[Rows from a pointing dataset]
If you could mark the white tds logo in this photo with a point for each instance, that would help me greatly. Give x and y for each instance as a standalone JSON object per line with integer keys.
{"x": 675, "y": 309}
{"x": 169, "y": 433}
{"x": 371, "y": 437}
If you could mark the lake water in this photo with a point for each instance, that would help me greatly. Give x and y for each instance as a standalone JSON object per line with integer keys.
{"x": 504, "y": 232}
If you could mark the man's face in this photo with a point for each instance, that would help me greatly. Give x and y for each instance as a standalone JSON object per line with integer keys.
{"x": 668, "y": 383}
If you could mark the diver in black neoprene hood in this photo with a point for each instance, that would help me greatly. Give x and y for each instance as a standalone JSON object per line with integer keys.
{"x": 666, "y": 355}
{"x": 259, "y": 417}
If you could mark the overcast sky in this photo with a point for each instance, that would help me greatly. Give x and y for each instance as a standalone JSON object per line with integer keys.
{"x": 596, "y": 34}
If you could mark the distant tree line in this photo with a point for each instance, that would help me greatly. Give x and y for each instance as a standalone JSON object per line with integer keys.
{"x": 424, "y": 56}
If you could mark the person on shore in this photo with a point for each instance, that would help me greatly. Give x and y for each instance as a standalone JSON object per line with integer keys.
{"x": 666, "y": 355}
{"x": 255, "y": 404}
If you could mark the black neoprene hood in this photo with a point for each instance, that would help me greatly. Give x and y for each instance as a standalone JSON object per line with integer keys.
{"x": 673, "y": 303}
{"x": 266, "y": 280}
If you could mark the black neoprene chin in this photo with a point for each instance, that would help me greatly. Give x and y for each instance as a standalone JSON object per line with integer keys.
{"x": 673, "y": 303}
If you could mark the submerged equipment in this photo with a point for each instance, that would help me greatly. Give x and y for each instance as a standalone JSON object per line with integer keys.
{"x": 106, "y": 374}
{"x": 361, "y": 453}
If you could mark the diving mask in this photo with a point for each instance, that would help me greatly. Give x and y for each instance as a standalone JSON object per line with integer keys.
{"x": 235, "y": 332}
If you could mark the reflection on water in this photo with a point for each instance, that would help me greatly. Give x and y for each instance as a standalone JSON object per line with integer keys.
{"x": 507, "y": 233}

* Task objective *
Please rewrite the rows starting with the line that contains "If you could mark the black neoprene hood" and going on through the end of the rows, replacing "standalone" with "separate" and keeping everything else the same.

* Exercise result *
If you could mark the black neoprene hood in this photo with a point for each instance, that would help me greatly. Give x and y for each instance as a separate JSON object per line with integer keys.
{"x": 673, "y": 303}
{"x": 266, "y": 280}
If you could mark the black neoprene chin in this photo with a point for each instance, that would help me greatly. Give x and y for each instance as a separate JSON object per line with integer keys.
{"x": 673, "y": 303}
If you could mark the submerged equipment in this photo with a point for each instance, that would help me greatly. Give x and y for each instance as a separate JSON object per line with integer keys.
{"x": 106, "y": 374}
{"x": 361, "y": 453}
If you could mark the diving mask in this photo with a point for each instance, that would help me greatly. Give x and y for each instance as a separate JSON object per line with integer keys.
{"x": 235, "y": 332}
If you could mark the reflection on water in this photo with a point for each instance, that would help me greatly. Give x and y for each instance as a separate JSON object per line with integer keys.
{"x": 507, "y": 233}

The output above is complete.